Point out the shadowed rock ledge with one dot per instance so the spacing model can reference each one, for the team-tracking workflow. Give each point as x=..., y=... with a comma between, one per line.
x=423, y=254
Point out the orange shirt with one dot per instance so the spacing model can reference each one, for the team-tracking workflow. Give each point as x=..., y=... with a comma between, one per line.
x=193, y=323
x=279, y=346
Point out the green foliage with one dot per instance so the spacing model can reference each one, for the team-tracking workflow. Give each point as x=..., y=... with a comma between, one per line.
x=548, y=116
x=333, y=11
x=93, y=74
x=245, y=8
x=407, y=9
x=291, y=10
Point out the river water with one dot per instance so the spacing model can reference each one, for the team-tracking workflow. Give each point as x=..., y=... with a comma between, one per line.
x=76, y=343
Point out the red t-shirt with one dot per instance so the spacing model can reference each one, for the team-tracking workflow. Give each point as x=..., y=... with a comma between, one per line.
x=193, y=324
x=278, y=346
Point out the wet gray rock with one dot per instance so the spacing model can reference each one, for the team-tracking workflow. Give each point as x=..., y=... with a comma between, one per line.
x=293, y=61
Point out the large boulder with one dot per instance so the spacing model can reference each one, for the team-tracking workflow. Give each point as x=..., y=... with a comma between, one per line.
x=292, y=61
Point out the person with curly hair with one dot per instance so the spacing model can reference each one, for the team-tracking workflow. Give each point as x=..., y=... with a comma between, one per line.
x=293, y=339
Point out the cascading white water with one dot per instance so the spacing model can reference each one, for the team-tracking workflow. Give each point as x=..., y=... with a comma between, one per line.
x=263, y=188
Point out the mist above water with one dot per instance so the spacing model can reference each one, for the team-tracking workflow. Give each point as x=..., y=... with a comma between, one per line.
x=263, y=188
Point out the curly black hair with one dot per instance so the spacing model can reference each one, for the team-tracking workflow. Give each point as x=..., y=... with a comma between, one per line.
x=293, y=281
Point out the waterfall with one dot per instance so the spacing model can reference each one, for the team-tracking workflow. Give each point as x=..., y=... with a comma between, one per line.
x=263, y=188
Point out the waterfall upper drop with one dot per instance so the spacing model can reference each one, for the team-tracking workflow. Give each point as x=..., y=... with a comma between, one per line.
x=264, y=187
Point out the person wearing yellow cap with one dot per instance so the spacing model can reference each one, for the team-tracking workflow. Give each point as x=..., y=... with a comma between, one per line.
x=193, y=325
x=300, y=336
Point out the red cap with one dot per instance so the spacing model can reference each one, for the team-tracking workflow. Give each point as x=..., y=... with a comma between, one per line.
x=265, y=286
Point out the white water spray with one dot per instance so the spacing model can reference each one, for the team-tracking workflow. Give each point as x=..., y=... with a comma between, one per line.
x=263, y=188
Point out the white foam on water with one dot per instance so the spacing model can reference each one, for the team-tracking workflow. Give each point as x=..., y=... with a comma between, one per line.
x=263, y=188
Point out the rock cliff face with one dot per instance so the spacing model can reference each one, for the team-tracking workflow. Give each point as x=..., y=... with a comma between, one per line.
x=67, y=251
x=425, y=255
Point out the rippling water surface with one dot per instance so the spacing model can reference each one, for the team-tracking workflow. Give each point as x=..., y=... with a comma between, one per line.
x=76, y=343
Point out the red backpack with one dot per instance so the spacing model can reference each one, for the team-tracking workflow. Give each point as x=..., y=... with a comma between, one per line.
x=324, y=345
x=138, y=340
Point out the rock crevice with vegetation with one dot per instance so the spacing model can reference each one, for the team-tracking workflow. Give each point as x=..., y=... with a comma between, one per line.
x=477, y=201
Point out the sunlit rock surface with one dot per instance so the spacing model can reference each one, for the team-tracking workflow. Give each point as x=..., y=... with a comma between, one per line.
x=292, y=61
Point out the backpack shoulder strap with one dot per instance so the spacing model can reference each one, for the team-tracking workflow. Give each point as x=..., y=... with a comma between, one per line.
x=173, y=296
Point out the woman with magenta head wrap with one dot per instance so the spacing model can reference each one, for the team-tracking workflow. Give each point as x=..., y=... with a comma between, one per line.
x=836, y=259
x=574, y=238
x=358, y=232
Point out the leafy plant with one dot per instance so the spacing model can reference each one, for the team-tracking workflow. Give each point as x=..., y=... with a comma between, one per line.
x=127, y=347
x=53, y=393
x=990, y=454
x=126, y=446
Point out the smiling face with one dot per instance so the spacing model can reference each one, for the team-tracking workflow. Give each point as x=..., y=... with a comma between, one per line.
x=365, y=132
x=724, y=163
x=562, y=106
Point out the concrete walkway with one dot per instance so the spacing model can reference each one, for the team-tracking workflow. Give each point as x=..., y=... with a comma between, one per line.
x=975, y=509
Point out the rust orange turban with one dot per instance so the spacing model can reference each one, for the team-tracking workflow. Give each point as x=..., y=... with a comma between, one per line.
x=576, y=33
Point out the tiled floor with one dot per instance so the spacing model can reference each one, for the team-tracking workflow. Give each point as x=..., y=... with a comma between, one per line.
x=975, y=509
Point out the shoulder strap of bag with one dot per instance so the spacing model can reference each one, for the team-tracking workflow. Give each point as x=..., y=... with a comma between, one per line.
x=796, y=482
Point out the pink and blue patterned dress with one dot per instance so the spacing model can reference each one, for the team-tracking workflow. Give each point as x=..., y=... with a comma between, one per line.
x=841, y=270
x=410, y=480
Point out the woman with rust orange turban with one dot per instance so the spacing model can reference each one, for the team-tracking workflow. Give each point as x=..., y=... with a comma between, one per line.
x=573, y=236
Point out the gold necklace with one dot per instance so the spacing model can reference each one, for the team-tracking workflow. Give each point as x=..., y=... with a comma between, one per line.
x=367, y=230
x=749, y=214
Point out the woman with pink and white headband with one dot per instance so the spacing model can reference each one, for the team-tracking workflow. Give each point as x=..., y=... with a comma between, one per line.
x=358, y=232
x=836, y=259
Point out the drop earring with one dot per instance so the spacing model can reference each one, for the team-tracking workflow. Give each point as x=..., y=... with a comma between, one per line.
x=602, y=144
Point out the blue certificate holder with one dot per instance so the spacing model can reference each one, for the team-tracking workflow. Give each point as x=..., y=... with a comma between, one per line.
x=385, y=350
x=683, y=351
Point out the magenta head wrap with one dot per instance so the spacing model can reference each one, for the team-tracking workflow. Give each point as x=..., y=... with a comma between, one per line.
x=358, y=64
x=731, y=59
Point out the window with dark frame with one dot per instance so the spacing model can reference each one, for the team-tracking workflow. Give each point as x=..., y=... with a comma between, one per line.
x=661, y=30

━━━━━━━━

- **About this task**: Produce the entries again, character for character.

- **Answer box**:
Point out the shadowed rock ledge with one dot per instance so the spacing model can reference each one, for the team-tracking workflow. Give each point as x=..., y=... with a comma between, one per line.
x=423, y=254
Point out the orange shirt with one dot per instance so the spacing model can reference each one, for the team-tracking workflow. Give each point as x=..., y=... with a comma between, one per line.
x=193, y=323
x=279, y=346
Point out the green foliage with one dot per instance so the spacing model can reference each one, for the team-tracking workflow. Give each point as x=..., y=... with a comma between, one per line.
x=548, y=116
x=333, y=11
x=93, y=74
x=245, y=8
x=407, y=9
x=291, y=10
Point out the river water with one dot per instance so the spacing model can reference each one, for the team-tracking workflow. Give each point as x=..., y=... with a comma between, one per line.
x=76, y=343
Point out the red t-shirt with one dot per instance so the spacing model can reference each one, for the team-tracking workflow. Give each point as x=..., y=... with a comma between, one per line.
x=193, y=324
x=278, y=346
Point out the wet gray rock with one dot per instance so the spacing model can reference each one, for the team-tracking workflow. Give each point as x=..., y=... with a comma between, one per line.
x=293, y=61
Point out the large boulder with one dot per instance so the spacing model can reference each one, for the team-tracking workflow. Give each point as x=..., y=... with a comma between, one per line.
x=292, y=61
Point out the person with curly hair with one dot per instance so the spacing model can reference each one, for the team-tracking workflow. Give each point as x=..., y=... with a comma between, one per line.
x=293, y=339
Point out the cascading white water with one dot per instance so the spacing model can reference each one, for the team-tracking workflow. Give each point as x=..., y=... with a comma between, one per line.
x=263, y=188
Point out the mist above water with one dot per instance so the spacing model can reference each one, for the team-tracking workflow. Give each point as x=..., y=... with a comma between, one per line.
x=263, y=188
Point out the curly black hair with one dot per instance so the spacing model can reference each one, for the team-tracking workflow. Give each point as x=..., y=... with a comma between, one per line.
x=293, y=281
Point out the waterfall with one dot per instance so the spacing model can reference each one, for the team-tracking workflow. Give each point as x=..., y=... with a comma between, one per line.
x=263, y=188
Point out the waterfall upper drop with one dot per instance so the spacing model can reference each one, for the team-tracking workflow. Give each point as x=..., y=... with a comma between, one per line.
x=264, y=187
Point out the person wearing yellow cap with one dot per instance so the spacing model can reference each one, for the team-tracking workflow. Give each point as x=..., y=... with a comma between, one per line.
x=193, y=325
x=300, y=336
Point out the red cap with one dot per instance so the spacing model can reference each one, for the team-tracking workflow. Give each point as x=..., y=... with a comma between, one per line.
x=265, y=286
Point out the white water spray with one dot per instance so the spacing model can reference each one, for the team-tracking workflow. Give each point as x=..., y=... with a comma between, one per line.
x=263, y=188
Point out the white foam on water with one dot per instance so the spacing model can reference each one, for the team-tracking workflow. Give each point as x=..., y=... with a comma between, one per line.
x=263, y=188
Point out the rock cliff face with one dot per instance so the spacing model can reference each one, for the team-tracking workflow. Give each point as x=..., y=... with a comma between, one per line.
x=67, y=251
x=425, y=255
Point out the rippling water surface with one dot per instance so the spacing model can reference each one, for the team-tracking workflow. Give each point as x=..., y=... with a comma between, one per line.
x=76, y=343
Point out the red backpack with one dot per instance so the spacing model can reference each one, for the team-tracking workflow. Give each point as x=..., y=... with a comma between, one per line.
x=324, y=345
x=138, y=340
Point out the rock crevice with vegetation with one dot per instance so the spacing model can reference each one, for the team-tracking workflow. Give each point as x=..., y=... with a comma between, one per line.
x=477, y=201
Point out the sunlit rock surface with one dot per instance so the spacing model can reference each one, for the team-tracking workflow. Give each point as x=..., y=... with a comma between, one per line.
x=292, y=61
Point out the backpack shoulder strap with one dot per instance so the spacing model can reference each one, for the team-tracking workflow. Give each point as x=..., y=... with a comma between, one per line.
x=173, y=296
Point out the woman with magenta head wrap with one dot per instance so the spacing model can reference each one, for the team-tracking workflow. Give each point as x=..., y=... with a comma between, one per line.
x=836, y=259
x=574, y=238
x=358, y=232
Point out the leafy plant with one dot per instance so the spacing model can reference each one, for the team-tracking workflow. Give each point as x=..., y=... with a comma between, one per line.
x=127, y=347
x=53, y=393
x=990, y=454
x=126, y=446
Point out the smiling face with one dot per instance so the spacing model can reference each one, for the team-tracking workflow. Give each point as x=..., y=... with a comma between, one per line.
x=365, y=132
x=724, y=163
x=562, y=106
Point out the concrete walkway with one dot per instance so the spacing model can reference each one, for the team-tracking workflow. Give each point as x=..., y=... with a comma between, one per line.
x=975, y=509
Point out the rust orange turban with one dot per instance so the spacing model can reference each one, for the team-tracking workflow. Give each point as x=..., y=... with a comma between, one per line.
x=576, y=33
Point out the tiled floor with one dot per instance so the spacing model can reference each one, for the team-tracking workflow. Give each point as x=..., y=... with a comma between, one per line.
x=975, y=509
Point out the shoulder strap of bag with one dot per instance so the spacing model can reference each one, for the team-tracking workflow. Give each point as x=..., y=... with a comma between, one per line.
x=796, y=482
Point out the pink and blue patterned dress with one dot per instance so the spacing model can reference each one, for the team-tracking workflow. Give each point as x=..., y=... with a comma between, one per line.
x=841, y=270
x=410, y=480
Point out the woman with rust orange turban with one dot per instance so the spacing model can reference each one, for the team-tracking workflow. Give each point as x=..., y=... with a comma between, one per line.
x=573, y=236
Point out the gold necklace with one dot per instance so the spacing model can reference each one, for the team-tracking workflow. Give each point as x=..., y=... with a comma between, one per line.
x=367, y=230
x=749, y=214
Point out the woman with pink and white headband with one dot per instance so the spacing model can reference each one, for the team-tracking workflow. Give each point as x=..., y=... with a comma between, one per line.
x=358, y=232
x=836, y=259
Point out the drop earring with one dot per instance so the spacing model can reference each one, for the team-tracking workflow. Give each point as x=..., y=... with a comma between, one per line.
x=602, y=144
Point out the blue certificate holder with one dot per instance so the spacing model can reference each one, for the team-tracking workflow. Give each point as x=..., y=... with a comma between, one per line.
x=385, y=350
x=683, y=351
Point out the magenta head wrap with one dot per instance so the spacing model can reference each one, for the team-tracking workflow. Give each point as x=..., y=... with a comma between, one per line.
x=358, y=64
x=731, y=59
Point out the window with dark frame with one dot per instance so the spacing model can reference each one, for the team-tracking workflow. Give each point as x=..., y=... with a comma between, one per line.
x=661, y=30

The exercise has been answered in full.